What needs to be done: Starting from the first line below, repeat the data exactly through to the last.

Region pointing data
++++++++++++++++++++
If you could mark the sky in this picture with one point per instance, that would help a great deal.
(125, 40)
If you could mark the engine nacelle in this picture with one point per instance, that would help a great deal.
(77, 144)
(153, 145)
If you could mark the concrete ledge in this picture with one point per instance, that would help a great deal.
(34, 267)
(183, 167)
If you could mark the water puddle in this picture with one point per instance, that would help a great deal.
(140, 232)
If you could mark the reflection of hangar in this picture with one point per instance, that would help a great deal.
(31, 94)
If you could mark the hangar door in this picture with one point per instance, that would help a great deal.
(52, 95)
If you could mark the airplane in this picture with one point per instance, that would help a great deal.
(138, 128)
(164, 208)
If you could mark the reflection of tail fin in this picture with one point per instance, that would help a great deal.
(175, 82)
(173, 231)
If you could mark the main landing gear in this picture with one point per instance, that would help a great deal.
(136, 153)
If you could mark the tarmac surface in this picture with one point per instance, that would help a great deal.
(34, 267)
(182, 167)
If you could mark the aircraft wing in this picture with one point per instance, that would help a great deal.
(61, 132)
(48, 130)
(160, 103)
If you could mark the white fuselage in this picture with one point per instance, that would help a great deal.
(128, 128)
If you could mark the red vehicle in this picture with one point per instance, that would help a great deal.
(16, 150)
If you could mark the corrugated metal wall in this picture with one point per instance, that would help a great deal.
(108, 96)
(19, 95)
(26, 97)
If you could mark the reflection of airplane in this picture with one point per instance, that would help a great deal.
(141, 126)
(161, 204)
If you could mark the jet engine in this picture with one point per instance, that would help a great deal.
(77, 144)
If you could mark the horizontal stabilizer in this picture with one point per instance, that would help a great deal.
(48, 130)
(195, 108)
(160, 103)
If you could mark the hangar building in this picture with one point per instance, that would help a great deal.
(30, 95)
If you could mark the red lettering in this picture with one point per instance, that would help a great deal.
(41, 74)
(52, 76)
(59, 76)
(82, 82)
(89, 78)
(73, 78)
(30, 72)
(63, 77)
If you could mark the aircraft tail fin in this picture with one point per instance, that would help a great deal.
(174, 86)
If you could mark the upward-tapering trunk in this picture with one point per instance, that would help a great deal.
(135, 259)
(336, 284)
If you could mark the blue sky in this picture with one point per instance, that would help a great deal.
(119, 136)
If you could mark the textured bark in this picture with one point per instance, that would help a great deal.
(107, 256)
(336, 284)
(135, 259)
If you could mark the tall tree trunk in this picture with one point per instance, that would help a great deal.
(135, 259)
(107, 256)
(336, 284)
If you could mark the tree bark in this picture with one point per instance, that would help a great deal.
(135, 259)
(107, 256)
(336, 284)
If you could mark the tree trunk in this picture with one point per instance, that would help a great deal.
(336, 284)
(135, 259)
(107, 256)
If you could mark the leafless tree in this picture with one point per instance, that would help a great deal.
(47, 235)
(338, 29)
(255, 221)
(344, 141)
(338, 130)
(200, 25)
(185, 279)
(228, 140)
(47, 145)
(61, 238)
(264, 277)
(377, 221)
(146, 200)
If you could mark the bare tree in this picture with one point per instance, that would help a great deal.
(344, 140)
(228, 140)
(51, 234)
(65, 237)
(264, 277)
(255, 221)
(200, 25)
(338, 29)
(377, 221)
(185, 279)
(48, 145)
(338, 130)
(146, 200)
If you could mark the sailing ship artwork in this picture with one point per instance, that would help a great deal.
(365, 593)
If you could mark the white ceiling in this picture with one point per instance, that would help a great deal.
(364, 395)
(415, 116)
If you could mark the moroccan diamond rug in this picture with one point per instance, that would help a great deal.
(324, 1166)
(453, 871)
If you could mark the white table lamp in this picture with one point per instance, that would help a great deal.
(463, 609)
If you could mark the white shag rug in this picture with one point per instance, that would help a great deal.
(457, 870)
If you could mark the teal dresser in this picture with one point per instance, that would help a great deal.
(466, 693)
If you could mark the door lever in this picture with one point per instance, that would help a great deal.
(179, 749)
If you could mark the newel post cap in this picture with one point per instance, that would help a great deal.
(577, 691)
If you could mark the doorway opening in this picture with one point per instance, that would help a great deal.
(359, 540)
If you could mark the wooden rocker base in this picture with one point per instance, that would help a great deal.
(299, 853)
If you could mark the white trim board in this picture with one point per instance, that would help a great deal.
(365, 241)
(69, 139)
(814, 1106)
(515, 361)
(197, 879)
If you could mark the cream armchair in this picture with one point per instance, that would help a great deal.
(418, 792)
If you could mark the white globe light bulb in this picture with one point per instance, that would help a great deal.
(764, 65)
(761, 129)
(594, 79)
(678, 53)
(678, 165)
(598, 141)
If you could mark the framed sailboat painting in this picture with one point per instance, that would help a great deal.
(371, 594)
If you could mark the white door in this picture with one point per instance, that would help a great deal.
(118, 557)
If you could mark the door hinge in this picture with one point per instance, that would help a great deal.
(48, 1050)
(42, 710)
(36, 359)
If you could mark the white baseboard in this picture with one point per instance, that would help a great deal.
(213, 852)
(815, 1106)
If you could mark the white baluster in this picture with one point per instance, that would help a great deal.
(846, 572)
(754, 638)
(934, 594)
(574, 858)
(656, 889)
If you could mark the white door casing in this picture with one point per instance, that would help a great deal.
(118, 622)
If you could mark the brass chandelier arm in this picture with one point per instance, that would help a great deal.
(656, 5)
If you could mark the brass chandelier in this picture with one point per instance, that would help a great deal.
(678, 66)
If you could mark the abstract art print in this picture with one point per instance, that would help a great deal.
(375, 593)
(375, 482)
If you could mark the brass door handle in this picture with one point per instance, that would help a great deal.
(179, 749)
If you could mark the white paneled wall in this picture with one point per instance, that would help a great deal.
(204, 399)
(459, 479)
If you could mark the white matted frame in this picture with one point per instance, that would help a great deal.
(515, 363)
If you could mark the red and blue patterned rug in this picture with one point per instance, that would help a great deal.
++++++++++++++++++++
Response box:
If you could mark the sky in this picture with one point per instance, that would help a great deal.
(125, 40)
If you could mark the engine nacelle in this picture with one point per instance, that would help a great deal.
(77, 144)
(153, 145)
If you could mark the concrete ledge in this picture with one point per instance, that would help a great deal.
(34, 267)
(183, 167)
If you could mark the water puddle in this picture with one point per instance, that would help a great deal.
(140, 232)
If you could mark the reflection of hangar in this picture with one point per instance, that would help a great deal.
(31, 94)
If you could mark the hangar door in this picture with one point per instance, that would help a great deal.
(52, 95)
If you could mark the airplane in this picture with one point per instance, that would help a great deal.
(138, 128)
(164, 208)
If you could mark the reflection of tail fin in this picture with one point per instance, that would help a great deal.
(175, 82)
(173, 231)
If you could mark the main landing gear in this picture with one point per instance, that would help a great deal.
(136, 153)
If you could mark the tarmac surface in this picture with one point per instance, that would help a great deal.
(34, 267)
(182, 167)
If you could mark the aircraft wing in this picture with one point per instance, that would help a great deal.
(61, 132)
(48, 130)
(160, 103)
If you could mark the white fuselage in this picture with one point per instance, that would help a great deal.
(128, 128)
If you could mark the red vehicle in this picture with one point per instance, that would help a great deal.
(16, 150)
If you could mark the corrugated metal wall in this picture with one point per instance, that would help a great deal.
(108, 96)
(19, 95)
(26, 97)
If you could mark the reflection of airplane in this picture with one point per instance, that would help a great deal.
(141, 126)
(161, 204)
If you could mark the jet engine in this picture with one point per instance, that would help a great deal.
(77, 144)
If you could mark the horizontal stabilizer in this picture with one point per instance, that would help a great deal.
(48, 130)
(195, 108)
(160, 103)
If you could mark the hangar building in this picture with one point per instance, that would help a great deal.
(30, 95)
If you could mark the red lettering in this picture with one point per instance, that would help a great deal.
(41, 74)
(52, 76)
(59, 76)
(82, 82)
(89, 78)
(73, 78)
(30, 72)
(63, 77)
If you could mark the aircraft tail fin in this picture with one point per instance, that would help a great deal.
(174, 86)
If you could mark the upward-tapering trunk in this picture with one point per instance, that would help a great deal.
(135, 259)
(336, 284)
If you could mark the blue sky in this picture with one point per instance, that would help a great deal.
(119, 136)
If you could mark the textured bark in this picture with one point per instance, that would help a great deal.
(107, 256)
(336, 284)
(135, 259)
If you could mark the tall tree trunk in this picture with one point per instance, that would help a great deal.
(135, 259)
(107, 256)
(336, 284)
If you could mark the tree bark in this picture with one point per instance, that would help a great deal.
(135, 259)
(107, 256)
(336, 284)
If you could mark the tree trunk in this picture with one point per instance, that would help a great deal.
(336, 284)
(135, 259)
(107, 256)
If you could mark the leafless tree in this picture with one point per instance, that would help a great deal.
(47, 235)
(338, 29)
(255, 221)
(344, 141)
(338, 130)
(200, 25)
(185, 279)
(228, 140)
(47, 145)
(61, 238)
(264, 277)
(377, 221)
(146, 200)
If you could mark the bare tree in this picture with one point per instance, that would help a great deal.
(344, 140)
(228, 140)
(51, 234)
(65, 237)
(264, 277)
(255, 221)
(200, 25)
(338, 29)
(377, 221)
(185, 279)
(48, 145)
(338, 130)
(146, 200)
If you could mark the sailing ship artwork in this picture with one point per instance, that would help a great deal.
(365, 593)
If you could mark the white ceiling in this picture with one point per instance, that would help a great deal.
(364, 395)
(415, 116)
If you could mark the moroccan diamond rug in this picture with one point per instance, that would help a great deal.
(324, 1166)
(453, 871)
If you could mark the white table lamp in this picture with one point per instance, that would help a great deal.
(463, 609)
If you could mark the white shag rug in this picture with one point per instance, that would help a great deal.
(457, 870)
If you could mark the teal dresser in this picture with one point per instance, that would help a great deal.
(466, 693)
If you could mark the door lever in this picture with one point per instance, that would help a great deal.
(179, 749)
If you could mark the newel post cap in this picture with one point per instance, that would help a great deal.
(577, 691)
If you could mark the doorway opening in this picture with one point per instance, that would help a great deal.
(359, 540)
If you could mark the wooden rocker base in this picture with one point per instance, that would help a great deal.
(299, 853)
If you could mark the white trim board in this picture with one point per instance, that would help a great deal.
(365, 241)
(69, 139)
(814, 1106)
(515, 361)
(197, 879)
If you could mark the cream armchair in this picture with one point per instance, that would help a great deal.
(418, 792)
If you could mark the white globe light bulb in this picture with one point per instance, that would help a great deal.
(764, 65)
(761, 129)
(594, 79)
(678, 53)
(678, 165)
(598, 141)
If you could mark the framed sailboat painting in this picture with one point per instance, that would help a great deal.
(371, 594)
If you could mark the white door in this picture with one point per instance, that would help a great deal.
(118, 557)
If you could mark the door hinge in this picture with one point per instance, that would help a great deal.
(48, 1050)
(42, 710)
(36, 359)
If you could mark the white baseboard in this picture with one point per instance, that would help a great deal.
(213, 852)
(815, 1106)
If you could mark the white baluster in this picture with one point per instance, that would help a great deal.
(846, 572)
(754, 638)
(934, 594)
(574, 858)
(656, 889)
If you could mark the white door casing in this picture with one point per instance, that would help a great deal.
(118, 622)
If you could mark the brass chandelier arm in this picture with one point per instance, that would help a great deal.
(656, 5)
If you could mark the brass chandelier in this picture with one point per instance, that would help a great deal.
(678, 66)
If you could mark the abstract art print in this picture with one point per instance, that would help a great deal.
(375, 593)
(375, 482)
If you could mark the brass door handle in this picture with one point per instance, that would help a great deal.
(179, 749)
If you could mark the white paneled wall in this picture with one point per instance, that would help a great deal.
(204, 399)
(459, 479)
If you could mark the white matted frame in this picture with one point per instance, that would help a great deal.
(515, 363)
If you could mark the red and blue patterned rug in this picture with one point per instance, that would help a great deal.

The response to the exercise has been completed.